(TEXT EXCERPT Opens)

Genuine experiences of patients and their stories should be the lifeblood of a good healthcare system that listens to patients and learns—something that underlines the work of the Patients Voices programme.
The programme, run by the Cambridge based organisation Pilgrim Projects, aims to allow ordinary people to share their experiences of health and social care. Set up in 2003 by Pip Hardy and Tony Sumner, directors of Pilgrim Projects, the programme allows these stories to be heard by policy makers and clinicians. The programme offers “digital stories” from real patients in the form of short video clips, still images, music, and a recorded voice-over by the patient, allowing the patients to educate and inform clinicians about the services they provide and how they can be improved.
Initially funded by the NHS clinical governance support team, the Patient Voices digital stories have gone on to attract worldwide attention. The stories are used widely as teaching and learning tools by the likes of the Royal College of Nursing and in schools of medicine and health care in universities across the UK, the US, Canada, and Australia. Pilgrim Projects says that the evidence indicates that the stories have a powerful impact when shown to clinicians and health service managers.

(TEXT EXCERPT Closes)
(DATA RECORDS Opens)

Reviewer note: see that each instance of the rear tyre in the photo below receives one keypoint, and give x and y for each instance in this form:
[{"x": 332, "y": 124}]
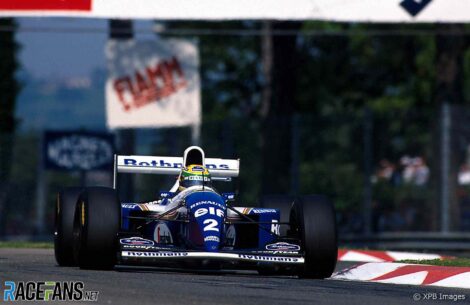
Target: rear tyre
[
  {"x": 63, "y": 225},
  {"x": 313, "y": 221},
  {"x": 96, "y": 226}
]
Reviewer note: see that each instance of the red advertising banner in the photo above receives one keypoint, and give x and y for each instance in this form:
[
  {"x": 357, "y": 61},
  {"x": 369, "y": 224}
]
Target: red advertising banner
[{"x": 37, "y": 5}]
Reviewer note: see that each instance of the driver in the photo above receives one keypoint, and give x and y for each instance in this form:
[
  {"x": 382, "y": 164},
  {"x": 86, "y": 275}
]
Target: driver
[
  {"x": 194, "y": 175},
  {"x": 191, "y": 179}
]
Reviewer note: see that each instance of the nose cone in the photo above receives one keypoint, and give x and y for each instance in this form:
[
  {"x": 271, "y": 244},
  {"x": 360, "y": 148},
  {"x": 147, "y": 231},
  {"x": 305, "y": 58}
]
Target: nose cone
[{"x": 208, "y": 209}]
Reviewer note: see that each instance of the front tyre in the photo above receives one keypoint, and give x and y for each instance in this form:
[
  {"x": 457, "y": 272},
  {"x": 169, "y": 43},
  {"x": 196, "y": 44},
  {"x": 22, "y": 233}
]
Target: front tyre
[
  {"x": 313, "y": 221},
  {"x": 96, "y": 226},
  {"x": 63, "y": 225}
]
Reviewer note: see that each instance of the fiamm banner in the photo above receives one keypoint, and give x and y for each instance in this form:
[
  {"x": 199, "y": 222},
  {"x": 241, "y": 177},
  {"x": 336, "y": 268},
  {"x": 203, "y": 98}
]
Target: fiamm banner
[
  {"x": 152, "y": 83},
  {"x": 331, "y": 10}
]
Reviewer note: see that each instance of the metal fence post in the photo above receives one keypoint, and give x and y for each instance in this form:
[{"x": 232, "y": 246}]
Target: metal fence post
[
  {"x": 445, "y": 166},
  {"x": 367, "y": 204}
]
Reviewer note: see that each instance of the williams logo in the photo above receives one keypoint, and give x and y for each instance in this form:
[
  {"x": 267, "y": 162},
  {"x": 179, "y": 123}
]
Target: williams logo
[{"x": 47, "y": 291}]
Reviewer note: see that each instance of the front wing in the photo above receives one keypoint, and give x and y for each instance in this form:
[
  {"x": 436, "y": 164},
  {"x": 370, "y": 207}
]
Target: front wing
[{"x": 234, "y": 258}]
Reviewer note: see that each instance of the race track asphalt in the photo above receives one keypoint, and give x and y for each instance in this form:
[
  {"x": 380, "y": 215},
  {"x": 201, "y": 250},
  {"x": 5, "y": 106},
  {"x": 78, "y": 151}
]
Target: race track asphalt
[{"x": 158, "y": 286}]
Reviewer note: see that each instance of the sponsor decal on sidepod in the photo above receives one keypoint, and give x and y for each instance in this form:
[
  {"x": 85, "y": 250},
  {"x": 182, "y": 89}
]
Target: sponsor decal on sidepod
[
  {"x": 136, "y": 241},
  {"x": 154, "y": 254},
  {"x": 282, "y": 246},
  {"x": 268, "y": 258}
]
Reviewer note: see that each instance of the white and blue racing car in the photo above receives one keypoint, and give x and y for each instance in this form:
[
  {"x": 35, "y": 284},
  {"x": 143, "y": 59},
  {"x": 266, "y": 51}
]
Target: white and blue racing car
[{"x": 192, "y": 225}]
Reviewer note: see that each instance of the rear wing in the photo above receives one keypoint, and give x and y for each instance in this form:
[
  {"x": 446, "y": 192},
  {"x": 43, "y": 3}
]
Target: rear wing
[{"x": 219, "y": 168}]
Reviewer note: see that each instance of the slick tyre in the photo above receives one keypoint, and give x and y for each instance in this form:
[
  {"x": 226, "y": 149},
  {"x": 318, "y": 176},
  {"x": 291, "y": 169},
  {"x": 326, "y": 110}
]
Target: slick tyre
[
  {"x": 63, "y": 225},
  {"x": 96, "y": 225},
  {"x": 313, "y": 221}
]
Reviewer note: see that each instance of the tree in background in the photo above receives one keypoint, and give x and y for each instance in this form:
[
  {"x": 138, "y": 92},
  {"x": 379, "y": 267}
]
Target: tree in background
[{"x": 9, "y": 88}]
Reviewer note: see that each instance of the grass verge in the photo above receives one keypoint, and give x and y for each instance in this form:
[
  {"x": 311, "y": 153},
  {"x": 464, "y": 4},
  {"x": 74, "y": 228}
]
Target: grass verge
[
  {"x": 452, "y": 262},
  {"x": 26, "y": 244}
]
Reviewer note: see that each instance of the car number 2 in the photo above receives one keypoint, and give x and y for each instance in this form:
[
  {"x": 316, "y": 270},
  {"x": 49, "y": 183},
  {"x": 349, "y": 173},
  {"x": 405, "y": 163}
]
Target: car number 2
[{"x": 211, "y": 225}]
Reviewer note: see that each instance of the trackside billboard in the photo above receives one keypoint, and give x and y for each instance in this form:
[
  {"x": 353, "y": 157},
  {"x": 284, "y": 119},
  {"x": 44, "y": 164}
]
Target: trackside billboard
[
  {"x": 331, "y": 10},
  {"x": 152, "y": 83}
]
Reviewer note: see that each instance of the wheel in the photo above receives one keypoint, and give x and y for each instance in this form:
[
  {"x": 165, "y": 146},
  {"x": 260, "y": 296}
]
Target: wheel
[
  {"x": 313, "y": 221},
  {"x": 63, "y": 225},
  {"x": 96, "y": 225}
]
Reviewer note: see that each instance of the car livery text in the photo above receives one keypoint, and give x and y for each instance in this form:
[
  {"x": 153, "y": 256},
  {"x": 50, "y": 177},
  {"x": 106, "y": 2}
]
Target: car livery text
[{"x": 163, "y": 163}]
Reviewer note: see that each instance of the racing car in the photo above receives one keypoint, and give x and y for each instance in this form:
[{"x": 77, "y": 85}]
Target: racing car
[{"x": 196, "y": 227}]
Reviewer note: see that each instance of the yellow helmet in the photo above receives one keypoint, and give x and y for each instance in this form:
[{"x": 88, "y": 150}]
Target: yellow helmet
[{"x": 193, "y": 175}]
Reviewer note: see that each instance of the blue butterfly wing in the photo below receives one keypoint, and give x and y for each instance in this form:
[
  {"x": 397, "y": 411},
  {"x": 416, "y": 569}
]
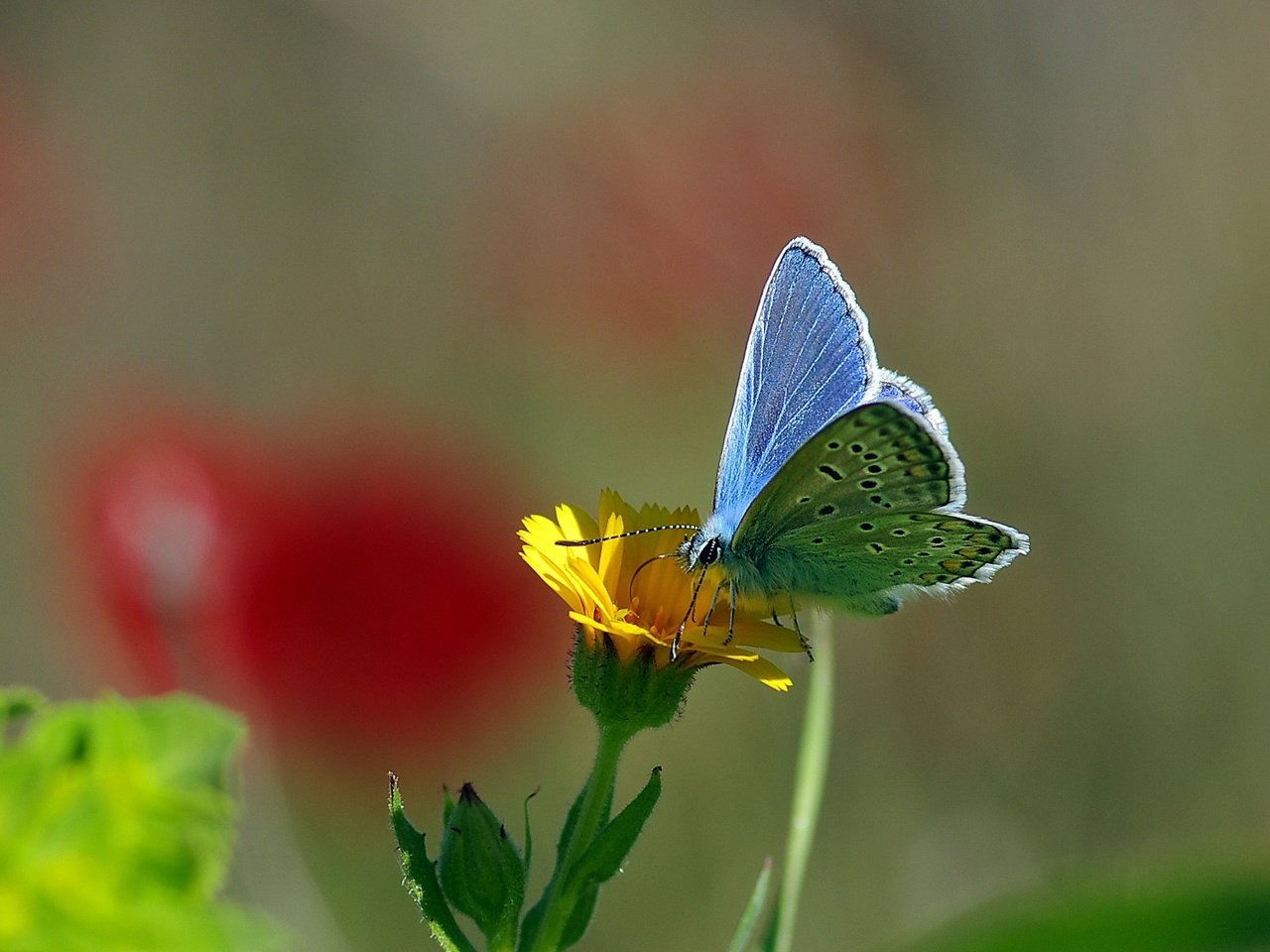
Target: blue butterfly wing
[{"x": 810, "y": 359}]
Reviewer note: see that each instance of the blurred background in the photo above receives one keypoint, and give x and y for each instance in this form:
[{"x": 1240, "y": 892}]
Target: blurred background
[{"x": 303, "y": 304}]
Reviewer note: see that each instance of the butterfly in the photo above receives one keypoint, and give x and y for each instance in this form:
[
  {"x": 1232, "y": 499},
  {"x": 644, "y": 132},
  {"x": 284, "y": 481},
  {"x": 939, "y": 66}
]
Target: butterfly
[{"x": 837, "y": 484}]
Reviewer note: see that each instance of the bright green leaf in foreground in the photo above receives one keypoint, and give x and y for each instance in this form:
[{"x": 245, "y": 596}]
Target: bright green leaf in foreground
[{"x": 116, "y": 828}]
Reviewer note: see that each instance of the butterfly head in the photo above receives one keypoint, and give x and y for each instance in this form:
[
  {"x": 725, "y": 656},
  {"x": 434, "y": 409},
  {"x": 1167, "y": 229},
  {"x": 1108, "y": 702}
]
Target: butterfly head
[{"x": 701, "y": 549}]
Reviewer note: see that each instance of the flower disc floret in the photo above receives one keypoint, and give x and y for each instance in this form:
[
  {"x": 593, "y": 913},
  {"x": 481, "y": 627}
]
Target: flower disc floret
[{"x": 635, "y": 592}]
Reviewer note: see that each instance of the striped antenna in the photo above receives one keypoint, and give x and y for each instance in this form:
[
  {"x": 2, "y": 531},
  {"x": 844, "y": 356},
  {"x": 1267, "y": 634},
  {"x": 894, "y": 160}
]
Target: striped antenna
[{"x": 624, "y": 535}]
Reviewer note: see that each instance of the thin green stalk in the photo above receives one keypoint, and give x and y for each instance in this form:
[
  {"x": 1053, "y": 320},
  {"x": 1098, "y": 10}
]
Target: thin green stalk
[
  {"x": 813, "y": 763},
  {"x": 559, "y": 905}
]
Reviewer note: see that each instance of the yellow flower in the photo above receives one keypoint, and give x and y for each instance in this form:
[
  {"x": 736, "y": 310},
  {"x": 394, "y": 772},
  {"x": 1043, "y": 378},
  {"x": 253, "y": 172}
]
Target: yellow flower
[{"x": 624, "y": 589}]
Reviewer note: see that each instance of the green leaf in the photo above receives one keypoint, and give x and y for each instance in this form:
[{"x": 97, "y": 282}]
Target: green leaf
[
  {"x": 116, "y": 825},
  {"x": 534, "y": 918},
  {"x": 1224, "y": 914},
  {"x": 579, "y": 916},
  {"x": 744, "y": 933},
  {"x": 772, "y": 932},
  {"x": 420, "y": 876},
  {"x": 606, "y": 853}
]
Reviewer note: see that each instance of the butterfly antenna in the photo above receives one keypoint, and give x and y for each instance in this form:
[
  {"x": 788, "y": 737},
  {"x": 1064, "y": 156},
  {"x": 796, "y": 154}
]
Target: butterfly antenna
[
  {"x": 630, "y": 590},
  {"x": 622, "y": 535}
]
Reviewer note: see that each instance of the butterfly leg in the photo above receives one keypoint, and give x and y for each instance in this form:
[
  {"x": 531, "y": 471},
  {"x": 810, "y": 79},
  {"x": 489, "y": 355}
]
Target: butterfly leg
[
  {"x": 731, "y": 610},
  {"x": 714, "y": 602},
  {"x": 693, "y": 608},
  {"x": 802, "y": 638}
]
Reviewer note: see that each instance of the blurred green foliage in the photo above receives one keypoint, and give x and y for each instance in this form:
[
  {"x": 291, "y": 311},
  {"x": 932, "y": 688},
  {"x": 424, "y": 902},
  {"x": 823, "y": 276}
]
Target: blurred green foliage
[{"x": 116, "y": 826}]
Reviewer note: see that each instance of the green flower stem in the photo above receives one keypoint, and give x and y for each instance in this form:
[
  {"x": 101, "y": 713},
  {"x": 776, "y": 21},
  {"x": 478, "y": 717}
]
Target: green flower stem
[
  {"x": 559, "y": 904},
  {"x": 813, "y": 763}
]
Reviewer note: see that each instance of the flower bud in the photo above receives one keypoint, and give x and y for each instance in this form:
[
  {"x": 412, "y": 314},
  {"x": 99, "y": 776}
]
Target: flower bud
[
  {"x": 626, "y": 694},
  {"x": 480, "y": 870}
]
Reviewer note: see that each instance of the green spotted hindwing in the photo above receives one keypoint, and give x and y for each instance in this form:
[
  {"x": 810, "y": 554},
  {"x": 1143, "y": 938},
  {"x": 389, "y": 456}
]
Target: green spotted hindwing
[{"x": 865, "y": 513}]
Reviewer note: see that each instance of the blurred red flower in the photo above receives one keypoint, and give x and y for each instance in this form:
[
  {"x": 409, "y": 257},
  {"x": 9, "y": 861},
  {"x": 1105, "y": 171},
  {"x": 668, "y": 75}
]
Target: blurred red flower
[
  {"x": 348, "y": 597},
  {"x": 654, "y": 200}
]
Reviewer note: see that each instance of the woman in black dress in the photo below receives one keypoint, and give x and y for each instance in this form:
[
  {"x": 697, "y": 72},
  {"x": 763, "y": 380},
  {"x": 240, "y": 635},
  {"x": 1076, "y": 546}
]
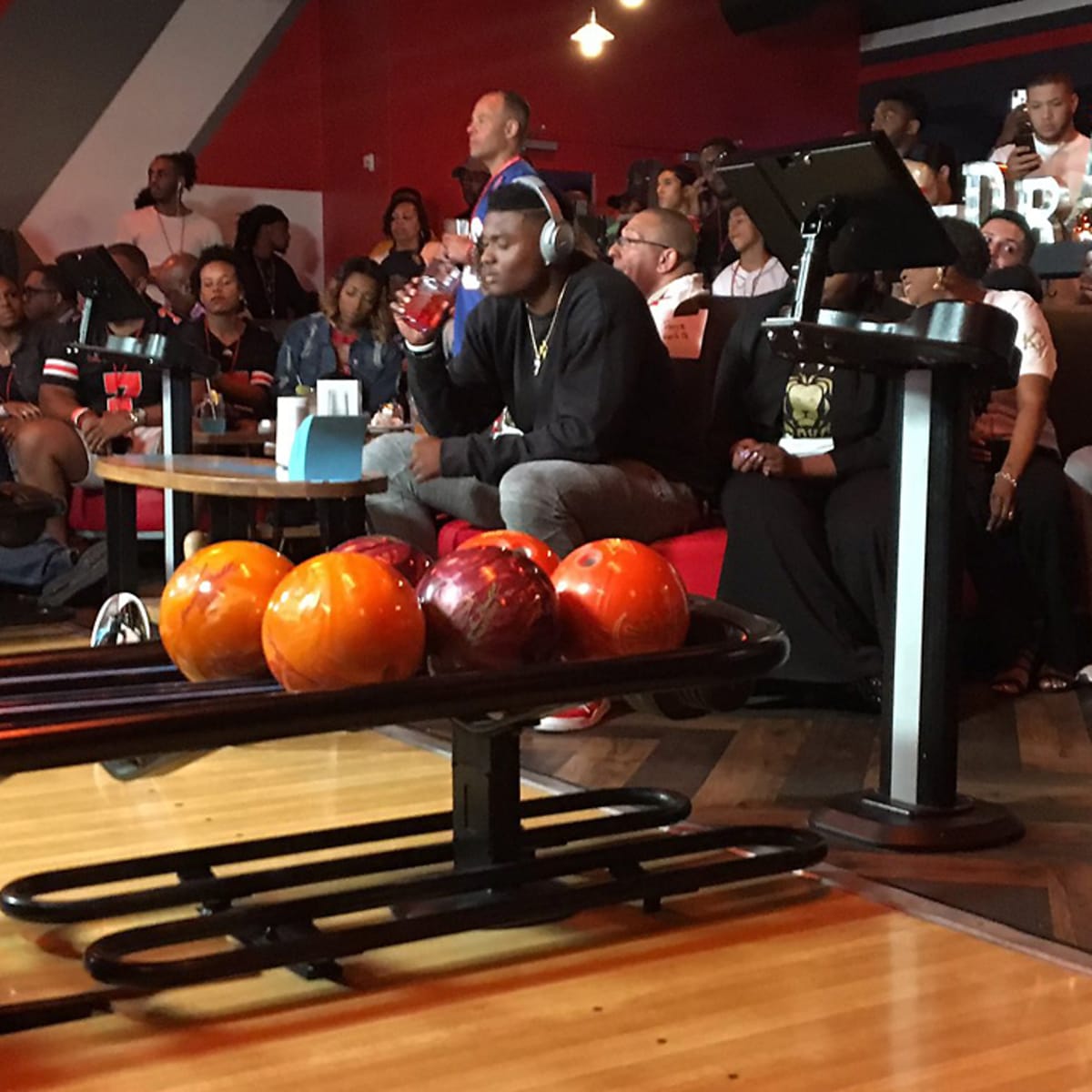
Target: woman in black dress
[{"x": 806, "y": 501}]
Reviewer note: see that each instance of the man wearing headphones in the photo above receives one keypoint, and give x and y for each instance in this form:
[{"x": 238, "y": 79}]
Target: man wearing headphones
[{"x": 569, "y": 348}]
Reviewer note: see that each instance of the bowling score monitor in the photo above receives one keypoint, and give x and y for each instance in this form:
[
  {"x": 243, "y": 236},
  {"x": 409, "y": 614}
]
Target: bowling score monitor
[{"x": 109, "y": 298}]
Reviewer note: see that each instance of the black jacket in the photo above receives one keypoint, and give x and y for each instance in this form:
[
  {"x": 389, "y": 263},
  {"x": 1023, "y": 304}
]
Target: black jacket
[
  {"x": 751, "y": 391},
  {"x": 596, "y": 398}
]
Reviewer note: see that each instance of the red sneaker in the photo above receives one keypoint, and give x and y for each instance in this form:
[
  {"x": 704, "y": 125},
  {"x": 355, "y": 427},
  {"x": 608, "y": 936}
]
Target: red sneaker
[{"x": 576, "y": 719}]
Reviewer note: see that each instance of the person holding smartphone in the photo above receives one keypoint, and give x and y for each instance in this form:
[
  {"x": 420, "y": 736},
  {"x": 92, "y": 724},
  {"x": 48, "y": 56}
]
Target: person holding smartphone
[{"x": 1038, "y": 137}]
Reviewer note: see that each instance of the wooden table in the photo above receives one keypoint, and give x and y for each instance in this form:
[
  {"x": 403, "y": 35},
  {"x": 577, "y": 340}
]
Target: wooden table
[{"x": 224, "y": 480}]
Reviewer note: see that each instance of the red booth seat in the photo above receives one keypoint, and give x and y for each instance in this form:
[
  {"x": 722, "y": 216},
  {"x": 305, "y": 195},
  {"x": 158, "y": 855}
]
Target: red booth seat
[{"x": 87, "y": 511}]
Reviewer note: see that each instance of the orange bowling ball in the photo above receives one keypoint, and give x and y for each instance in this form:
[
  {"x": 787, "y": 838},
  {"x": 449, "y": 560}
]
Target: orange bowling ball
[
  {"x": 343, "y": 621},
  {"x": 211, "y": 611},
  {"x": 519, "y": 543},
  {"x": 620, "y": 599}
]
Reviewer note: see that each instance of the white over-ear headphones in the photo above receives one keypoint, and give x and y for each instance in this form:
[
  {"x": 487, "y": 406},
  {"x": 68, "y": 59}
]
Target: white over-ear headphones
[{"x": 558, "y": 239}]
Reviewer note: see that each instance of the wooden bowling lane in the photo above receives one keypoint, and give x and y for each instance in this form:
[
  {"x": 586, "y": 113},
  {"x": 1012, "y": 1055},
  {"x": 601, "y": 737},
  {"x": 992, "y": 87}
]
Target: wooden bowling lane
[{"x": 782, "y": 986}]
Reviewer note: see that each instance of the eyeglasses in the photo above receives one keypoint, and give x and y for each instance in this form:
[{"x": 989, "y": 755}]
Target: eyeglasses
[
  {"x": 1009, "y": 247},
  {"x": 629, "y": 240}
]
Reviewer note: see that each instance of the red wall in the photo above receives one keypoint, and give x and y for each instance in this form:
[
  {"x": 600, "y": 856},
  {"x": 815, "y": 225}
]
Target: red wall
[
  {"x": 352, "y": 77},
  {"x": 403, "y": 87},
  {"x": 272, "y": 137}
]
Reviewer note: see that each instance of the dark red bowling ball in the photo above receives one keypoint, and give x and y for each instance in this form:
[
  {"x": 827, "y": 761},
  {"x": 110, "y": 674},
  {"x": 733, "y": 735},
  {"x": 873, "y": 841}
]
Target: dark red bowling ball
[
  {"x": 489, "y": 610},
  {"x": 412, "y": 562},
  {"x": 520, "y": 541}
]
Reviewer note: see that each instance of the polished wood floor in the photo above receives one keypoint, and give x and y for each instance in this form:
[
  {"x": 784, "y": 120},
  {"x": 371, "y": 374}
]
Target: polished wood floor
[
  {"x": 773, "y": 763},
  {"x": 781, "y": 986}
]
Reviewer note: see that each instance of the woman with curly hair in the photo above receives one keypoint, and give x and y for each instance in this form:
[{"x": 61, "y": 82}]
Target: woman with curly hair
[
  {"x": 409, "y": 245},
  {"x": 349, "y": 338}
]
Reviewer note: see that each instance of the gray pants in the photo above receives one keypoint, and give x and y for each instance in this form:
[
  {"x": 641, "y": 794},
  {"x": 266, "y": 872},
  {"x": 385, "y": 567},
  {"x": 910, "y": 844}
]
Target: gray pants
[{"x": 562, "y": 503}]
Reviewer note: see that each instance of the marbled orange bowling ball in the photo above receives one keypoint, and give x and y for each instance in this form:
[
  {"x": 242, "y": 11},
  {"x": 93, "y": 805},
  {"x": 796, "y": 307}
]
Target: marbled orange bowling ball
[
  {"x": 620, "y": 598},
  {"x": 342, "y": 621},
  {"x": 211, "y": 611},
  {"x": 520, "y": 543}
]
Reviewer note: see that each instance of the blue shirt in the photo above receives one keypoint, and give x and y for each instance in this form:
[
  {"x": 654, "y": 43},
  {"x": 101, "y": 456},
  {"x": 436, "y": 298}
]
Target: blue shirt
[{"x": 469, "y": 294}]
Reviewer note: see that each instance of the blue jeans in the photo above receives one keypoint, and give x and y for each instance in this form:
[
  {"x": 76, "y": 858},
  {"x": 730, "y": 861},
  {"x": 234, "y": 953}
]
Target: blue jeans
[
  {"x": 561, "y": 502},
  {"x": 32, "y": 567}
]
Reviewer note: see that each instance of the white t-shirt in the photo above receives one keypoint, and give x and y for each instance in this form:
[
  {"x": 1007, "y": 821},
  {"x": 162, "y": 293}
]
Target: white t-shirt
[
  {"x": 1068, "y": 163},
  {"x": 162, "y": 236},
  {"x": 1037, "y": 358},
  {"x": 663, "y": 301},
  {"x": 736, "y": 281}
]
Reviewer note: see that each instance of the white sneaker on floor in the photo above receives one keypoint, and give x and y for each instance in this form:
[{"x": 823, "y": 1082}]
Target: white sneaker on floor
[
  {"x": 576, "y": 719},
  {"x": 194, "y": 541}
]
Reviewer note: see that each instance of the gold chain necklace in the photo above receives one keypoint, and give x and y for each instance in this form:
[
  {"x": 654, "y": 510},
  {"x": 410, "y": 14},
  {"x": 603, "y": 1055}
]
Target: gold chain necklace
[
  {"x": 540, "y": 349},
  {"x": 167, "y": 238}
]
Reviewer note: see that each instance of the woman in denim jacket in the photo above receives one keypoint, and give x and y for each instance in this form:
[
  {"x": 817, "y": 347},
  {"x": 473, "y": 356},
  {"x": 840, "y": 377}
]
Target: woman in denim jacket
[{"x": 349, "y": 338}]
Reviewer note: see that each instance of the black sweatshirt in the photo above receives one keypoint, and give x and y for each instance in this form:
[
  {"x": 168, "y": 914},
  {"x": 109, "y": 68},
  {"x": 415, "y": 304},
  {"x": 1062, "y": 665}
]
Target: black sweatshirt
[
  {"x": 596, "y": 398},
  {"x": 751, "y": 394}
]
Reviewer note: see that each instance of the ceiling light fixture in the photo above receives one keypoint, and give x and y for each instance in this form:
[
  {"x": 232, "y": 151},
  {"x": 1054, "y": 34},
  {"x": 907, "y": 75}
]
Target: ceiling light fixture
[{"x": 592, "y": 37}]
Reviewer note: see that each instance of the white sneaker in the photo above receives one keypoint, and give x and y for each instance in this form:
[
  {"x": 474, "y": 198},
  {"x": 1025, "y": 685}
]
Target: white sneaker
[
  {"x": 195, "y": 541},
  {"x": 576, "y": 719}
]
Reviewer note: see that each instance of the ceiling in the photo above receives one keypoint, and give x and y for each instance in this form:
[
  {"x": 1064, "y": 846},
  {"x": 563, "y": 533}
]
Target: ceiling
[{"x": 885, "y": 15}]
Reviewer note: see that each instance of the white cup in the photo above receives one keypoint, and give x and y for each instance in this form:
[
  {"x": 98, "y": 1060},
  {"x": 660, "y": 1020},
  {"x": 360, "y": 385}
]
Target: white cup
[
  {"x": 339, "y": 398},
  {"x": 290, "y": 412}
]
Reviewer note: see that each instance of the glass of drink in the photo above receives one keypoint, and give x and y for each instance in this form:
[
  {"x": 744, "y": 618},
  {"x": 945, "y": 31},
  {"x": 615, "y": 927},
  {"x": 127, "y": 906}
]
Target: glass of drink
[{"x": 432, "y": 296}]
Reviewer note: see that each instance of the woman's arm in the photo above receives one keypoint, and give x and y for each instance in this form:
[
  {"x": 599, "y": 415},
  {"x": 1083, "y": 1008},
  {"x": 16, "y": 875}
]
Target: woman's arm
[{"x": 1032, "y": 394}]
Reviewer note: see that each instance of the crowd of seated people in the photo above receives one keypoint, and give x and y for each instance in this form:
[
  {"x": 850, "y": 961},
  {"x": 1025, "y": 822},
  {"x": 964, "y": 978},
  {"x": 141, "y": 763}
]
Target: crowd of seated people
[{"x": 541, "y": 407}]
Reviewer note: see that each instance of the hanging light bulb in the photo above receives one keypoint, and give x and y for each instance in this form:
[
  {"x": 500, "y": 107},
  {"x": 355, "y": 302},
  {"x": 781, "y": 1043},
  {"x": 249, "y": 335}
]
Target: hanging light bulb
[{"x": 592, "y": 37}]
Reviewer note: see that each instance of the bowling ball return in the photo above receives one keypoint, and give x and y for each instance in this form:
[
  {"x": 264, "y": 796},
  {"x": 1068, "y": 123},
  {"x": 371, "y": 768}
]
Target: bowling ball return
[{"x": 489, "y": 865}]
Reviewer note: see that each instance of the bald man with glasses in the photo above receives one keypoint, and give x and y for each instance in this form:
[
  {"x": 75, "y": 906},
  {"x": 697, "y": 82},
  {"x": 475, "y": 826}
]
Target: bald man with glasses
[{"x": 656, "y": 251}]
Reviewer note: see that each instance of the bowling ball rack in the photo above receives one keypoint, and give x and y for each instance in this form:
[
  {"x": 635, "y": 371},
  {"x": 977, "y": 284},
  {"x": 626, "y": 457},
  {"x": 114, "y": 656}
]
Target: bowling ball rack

(DATA RECORDS Closes)

§ ACTIONS TO TAKE
#1 According to the passage about the Pilgrim Projects storytelling programme, who set up the programme, and in what year?
#2 Pick up the passage about the Pilgrim Projects storytelling programme after its final sentence and continue it.

§ EXPECTED RESULTS
#1 Pip Hardy and Tony Sumner set it up in 2003.

#2
Pip Hardy says: “Winning this award acknowledges the effort and investment that, over the past six years, we have put into developing our storytelling methodology.
“This has helped to put patients back at the heart of health care and commissioning by giving them, and others who are not normally heard, a voice that can be heard in any lecture theatre, boardroom, or conference venue.
“We would like to thank the 400 plus storytellers who have participated in workshops, the sponsors and organisers of workshops, the educators who use those stories, and the people who provided music for use in the stories.”